Write the listing out again, all of it, word for word.

— Dataset content —
● ● ● ● ●
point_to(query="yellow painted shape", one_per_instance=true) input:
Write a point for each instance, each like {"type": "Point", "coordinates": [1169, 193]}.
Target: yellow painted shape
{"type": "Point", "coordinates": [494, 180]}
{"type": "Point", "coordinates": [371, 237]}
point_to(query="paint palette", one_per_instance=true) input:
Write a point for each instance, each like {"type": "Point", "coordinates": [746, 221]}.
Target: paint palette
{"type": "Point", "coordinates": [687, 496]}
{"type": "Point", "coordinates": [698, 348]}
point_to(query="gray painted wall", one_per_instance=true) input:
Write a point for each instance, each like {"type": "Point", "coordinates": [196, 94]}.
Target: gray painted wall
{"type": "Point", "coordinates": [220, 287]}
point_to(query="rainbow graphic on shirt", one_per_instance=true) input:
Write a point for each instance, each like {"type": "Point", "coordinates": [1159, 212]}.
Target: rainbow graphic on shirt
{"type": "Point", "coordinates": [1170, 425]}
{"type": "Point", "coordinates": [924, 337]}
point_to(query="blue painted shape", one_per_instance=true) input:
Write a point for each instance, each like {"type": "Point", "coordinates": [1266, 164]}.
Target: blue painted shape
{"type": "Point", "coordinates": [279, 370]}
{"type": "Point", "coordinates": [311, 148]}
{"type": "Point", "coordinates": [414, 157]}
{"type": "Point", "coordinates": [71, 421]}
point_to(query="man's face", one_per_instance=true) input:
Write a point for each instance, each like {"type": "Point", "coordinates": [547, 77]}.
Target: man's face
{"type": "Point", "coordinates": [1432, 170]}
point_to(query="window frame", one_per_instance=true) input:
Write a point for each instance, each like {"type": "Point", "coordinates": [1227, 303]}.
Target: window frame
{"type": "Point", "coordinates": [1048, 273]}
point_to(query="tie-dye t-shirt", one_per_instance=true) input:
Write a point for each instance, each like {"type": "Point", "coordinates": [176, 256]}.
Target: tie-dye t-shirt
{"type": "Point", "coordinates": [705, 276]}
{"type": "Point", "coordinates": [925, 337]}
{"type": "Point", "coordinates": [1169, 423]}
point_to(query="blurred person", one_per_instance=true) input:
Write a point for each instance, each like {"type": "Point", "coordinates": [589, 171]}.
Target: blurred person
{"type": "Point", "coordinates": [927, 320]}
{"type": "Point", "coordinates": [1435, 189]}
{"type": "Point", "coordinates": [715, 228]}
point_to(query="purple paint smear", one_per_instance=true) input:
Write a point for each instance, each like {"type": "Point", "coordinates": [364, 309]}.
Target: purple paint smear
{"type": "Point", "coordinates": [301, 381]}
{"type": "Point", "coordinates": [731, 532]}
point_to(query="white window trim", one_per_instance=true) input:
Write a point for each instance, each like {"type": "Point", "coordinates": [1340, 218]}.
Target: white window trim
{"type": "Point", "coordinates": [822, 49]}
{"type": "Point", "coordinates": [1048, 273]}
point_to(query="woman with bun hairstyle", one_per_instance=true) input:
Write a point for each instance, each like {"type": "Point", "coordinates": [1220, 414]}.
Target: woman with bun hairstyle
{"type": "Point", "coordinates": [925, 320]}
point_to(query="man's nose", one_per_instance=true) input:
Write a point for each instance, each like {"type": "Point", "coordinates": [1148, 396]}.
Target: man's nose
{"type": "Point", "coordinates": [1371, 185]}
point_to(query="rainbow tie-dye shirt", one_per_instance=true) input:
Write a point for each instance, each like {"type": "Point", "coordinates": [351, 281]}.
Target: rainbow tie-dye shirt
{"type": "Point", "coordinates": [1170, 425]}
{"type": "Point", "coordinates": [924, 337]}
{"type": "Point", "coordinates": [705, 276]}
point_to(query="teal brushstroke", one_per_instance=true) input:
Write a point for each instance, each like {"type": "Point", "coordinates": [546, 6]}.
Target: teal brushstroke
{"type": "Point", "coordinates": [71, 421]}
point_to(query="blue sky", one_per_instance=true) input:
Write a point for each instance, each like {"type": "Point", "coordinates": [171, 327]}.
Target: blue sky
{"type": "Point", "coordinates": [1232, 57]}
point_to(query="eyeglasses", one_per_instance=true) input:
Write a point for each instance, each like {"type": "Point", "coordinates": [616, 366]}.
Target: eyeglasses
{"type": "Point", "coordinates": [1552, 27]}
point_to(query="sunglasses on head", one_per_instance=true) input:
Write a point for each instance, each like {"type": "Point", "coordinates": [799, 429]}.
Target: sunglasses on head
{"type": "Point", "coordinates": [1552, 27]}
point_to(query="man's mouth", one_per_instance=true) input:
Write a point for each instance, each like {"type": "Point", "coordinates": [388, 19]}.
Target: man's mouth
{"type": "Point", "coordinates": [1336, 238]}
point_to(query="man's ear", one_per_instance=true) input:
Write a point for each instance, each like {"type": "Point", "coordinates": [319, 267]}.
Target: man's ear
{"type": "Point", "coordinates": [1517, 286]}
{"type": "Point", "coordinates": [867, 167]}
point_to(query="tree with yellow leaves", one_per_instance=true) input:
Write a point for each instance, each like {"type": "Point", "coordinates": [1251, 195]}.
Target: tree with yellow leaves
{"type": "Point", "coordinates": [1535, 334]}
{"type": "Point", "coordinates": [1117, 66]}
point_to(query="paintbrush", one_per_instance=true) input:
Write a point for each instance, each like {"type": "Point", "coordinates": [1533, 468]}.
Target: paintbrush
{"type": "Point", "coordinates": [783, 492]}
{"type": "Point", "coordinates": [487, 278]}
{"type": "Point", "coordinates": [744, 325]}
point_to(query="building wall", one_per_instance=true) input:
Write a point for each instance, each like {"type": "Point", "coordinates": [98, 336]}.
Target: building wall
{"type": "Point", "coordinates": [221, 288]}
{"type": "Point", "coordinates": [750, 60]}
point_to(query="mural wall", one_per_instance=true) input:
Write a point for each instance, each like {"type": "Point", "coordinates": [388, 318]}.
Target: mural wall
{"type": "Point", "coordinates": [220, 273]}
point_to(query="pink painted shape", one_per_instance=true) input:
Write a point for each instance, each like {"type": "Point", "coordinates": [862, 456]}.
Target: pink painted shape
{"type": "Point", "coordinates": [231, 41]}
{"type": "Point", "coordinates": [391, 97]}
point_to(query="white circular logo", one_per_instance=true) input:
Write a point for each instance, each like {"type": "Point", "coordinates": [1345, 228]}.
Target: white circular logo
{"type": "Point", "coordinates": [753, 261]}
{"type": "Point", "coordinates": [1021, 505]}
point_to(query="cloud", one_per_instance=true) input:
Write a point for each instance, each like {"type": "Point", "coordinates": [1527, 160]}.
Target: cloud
● ● ● ● ●
— Solution to the exercise —
point_to(query="yellow painted shape", one_per_instance=true) input:
Write a point for each instance, each like {"type": "Point", "coordinates": [1169, 193]}.
Target: yellow painted shape
{"type": "Point", "coordinates": [494, 180]}
{"type": "Point", "coordinates": [371, 237]}
point_to(query="paint palette", one_per_instance=true) input:
Write a point for each instance, each like {"type": "Point", "coordinates": [746, 221]}.
Target: paint palette
{"type": "Point", "coordinates": [687, 496]}
{"type": "Point", "coordinates": [698, 348]}
point_to(query="gray painted wall", one_per_instance=true) input:
Write a point for each instance, each like {"type": "Point", "coordinates": [196, 94]}.
Target: gray painted wall
{"type": "Point", "coordinates": [220, 287]}
point_to(query="rainbow graphic on shirt", one_per_instance=true) input:
Write a point for each instance, each like {"type": "Point", "coordinates": [1159, 212]}.
Target: rainbow graphic on shirt
{"type": "Point", "coordinates": [1170, 425]}
{"type": "Point", "coordinates": [924, 337]}
point_to(query="blue painted shape", one_per_instance=true) input:
Write a point for each instance, each like {"type": "Point", "coordinates": [1266, 164]}.
Target: blue painted shape
{"type": "Point", "coordinates": [279, 370]}
{"type": "Point", "coordinates": [311, 148]}
{"type": "Point", "coordinates": [414, 157]}
{"type": "Point", "coordinates": [71, 421]}
point_to(query="man's face", one_per_instance=true) input:
Write a point for each instance, each like {"type": "Point", "coordinates": [547, 77]}.
Target: man's face
{"type": "Point", "coordinates": [1432, 170]}
point_to(query="window frame", one_per_instance=true) input:
Write a point for each instance, each like {"type": "Point", "coordinates": [1227, 303]}.
Target: window frame
{"type": "Point", "coordinates": [1048, 273]}
point_to(query="tie-dye t-shirt", one_per_instance=true) input:
Write a point for each instance, each like {"type": "Point", "coordinates": [176, 256]}.
Target: tie-dye t-shirt
{"type": "Point", "coordinates": [705, 276]}
{"type": "Point", "coordinates": [925, 337]}
{"type": "Point", "coordinates": [1169, 423]}
point_to(query="blurred person", one_per_instance=true) input:
Write a point for each instance, each like {"type": "Point", "coordinates": [589, 171]}.
Target: blurred person
{"type": "Point", "coordinates": [927, 320]}
{"type": "Point", "coordinates": [1435, 189]}
{"type": "Point", "coordinates": [715, 228]}
point_to(query="purple paint smear", one_per_instance=true) input:
Write a point for each instance, each like {"type": "Point", "coordinates": [364, 309]}.
Target: purple paint smear
{"type": "Point", "coordinates": [301, 381]}
{"type": "Point", "coordinates": [731, 532]}
point_to(query="white window trim", one_per_instance=true) input:
Write a point for each instance, each like {"type": "Point", "coordinates": [1340, 218]}.
Target: white window trim
{"type": "Point", "coordinates": [822, 49]}
{"type": "Point", "coordinates": [1048, 273]}
point_to(query="woman with bun hairstyle", one_per_instance=true) input:
Write a point for each instance, each like {"type": "Point", "coordinates": [1220, 414]}.
Target: woman with bun hairstyle
{"type": "Point", "coordinates": [925, 320]}
point_to(query="man's nose", one_per_instance=true) input:
Write a point for each instance, each like {"type": "Point", "coordinates": [1148, 396]}.
Target: man's nose
{"type": "Point", "coordinates": [1371, 185]}
point_to(query="rainbow tie-dye shirt", one_per_instance=true) input:
Write a point for each instance, each like {"type": "Point", "coordinates": [351, 281]}.
Target: rainbow tie-dye shirt
{"type": "Point", "coordinates": [1170, 425]}
{"type": "Point", "coordinates": [924, 337]}
{"type": "Point", "coordinates": [705, 276]}
point_to(query="teal brushstroke", one_per_instance=true) input:
Write a point for each instance, each like {"type": "Point", "coordinates": [546, 6]}.
Target: teal brushstroke
{"type": "Point", "coordinates": [71, 421]}
point_to(query="blue sky", one_per_instance=true) input:
Write a point for each instance, each like {"type": "Point", "coordinates": [171, 327]}.
Target: blue sky
{"type": "Point", "coordinates": [1232, 57]}
point_to(query="eyeglasses", one_per_instance=true) input:
Write a point for each instance, each like {"type": "Point", "coordinates": [616, 366]}.
Target: eyeglasses
{"type": "Point", "coordinates": [1552, 27]}
point_to(query="sunglasses on head", one_per_instance=true) input:
Write a point for each instance, each like {"type": "Point", "coordinates": [799, 429]}.
Target: sunglasses on head
{"type": "Point", "coordinates": [1552, 27]}
point_to(query="man's mouth", one_per_instance=true) input:
Write a point for each instance, each like {"type": "Point", "coordinates": [388, 19]}.
Target: man's mouth
{"type": "Point", "coordinates": [1336, 238]}
point_to(query="man's ear", one_per_instance=true) input:
Write a point for each instance, each like {"type": "Point", "coordinates": [319, 267]}.
Target: man's ear
{"type": "Point", "coordinates": [1517, 286]}
{"type": "Point", "coordinates": [867, 167]}
point_to(query="tree with yellow leaves", one_per_instance=true) input:
Write a point for each instance, each like {"type": "Point", "coordinates": [1251, 195]}.
Target: tree with yellow leaves
{"type": "Point", "coordinates": [1535, 334]}
{"type": "Point", "coordinates": [1117, 66]}
point_to(query="paintbrush", one_per_instance=true) input:
Write a point for each instance, each like {"type": "Point", "coordinates": [1533, 468]}.
Target: paintbrush
{"type": "Point", "coordinates": [783, 492]}
{"type": "Point", "coordinates": [487, 278]}
{"type": "Point", "coordinates": [744, 325]}
point_to(query="building wall", one_per_instance=true) input:
Write a point for each instance, each like {"type": "Point", "coordinates": [98, 336]}.
Target: building wall
{"type": "Point", "coordinates": [221, 288]}
{"type": "Point", "coordinates": [750, 60]}
point_to(query="mural wall", one_per_instance=true) input:
Write a point for each instance, each like {"type": "Point", "coordinates": [388, 318]}.
Target: mural wall
{"type": "Point", "coordinates": [220, 273]}
point_to(query="pink painted shape", one_per_instance=true) input:
Write a point for each instance, each like {"type": "Point", "coordinates": [862, 456]}.
Target: pink painted shape
{"type": "Point", "coordinates": [231, 41]}
{"type": "Point", "coordinates": [391, 97]}
point_to(query="white circular logo", one_per_instance=true) input:
Write a point for each instance, each like {"type": "Point", "coordinates": [1345, 228]}.
Target: white circular logo
{"type": "Point", "coordinates": [753, 261]}
{"type": "Point", "coordinates": [1021, 505]}
point_to(query="cloud", one_per_instance=true) input:
Write a point for each instance, each like {"type": "Point", "coordinates": [1527, 160]}.
Target: cloud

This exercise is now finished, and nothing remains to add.